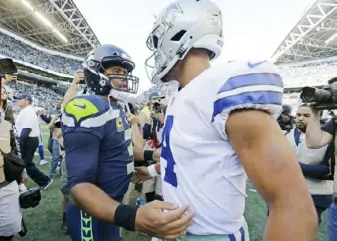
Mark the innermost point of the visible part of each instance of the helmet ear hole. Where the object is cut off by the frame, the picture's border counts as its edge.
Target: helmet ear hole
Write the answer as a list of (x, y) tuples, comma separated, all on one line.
[(178, 35)]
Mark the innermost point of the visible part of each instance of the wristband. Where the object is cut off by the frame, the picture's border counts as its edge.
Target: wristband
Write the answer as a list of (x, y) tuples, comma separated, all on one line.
[(152, 170), (125, 216), (148, 155)]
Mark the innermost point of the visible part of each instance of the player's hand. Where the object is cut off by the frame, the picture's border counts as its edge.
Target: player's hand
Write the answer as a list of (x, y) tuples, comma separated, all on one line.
[(140, 175), (156, 155), (79, 77), (153, 221), (132, 119)]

☆ ☆ ☆

- _TASK STATEMENT_
Change "comma separated" to "semicolon separated" in the part of the entries that opens with the line containing "of the player's" and closes with the end of the entries. Give that part again with nothing else altered.

- _TASK OUTPUT_
Mark the innermost point of the visible part of each instance of the player's hand. Where the object is cut off by the frame, the picture's border counts as its edge.
Target: player's hand
Write the answer as a list of (x, y) tuples, semicolon separated, all on one line.
[(140, 175), (156, 155), (79, 77), (153, 221), (132, 119)]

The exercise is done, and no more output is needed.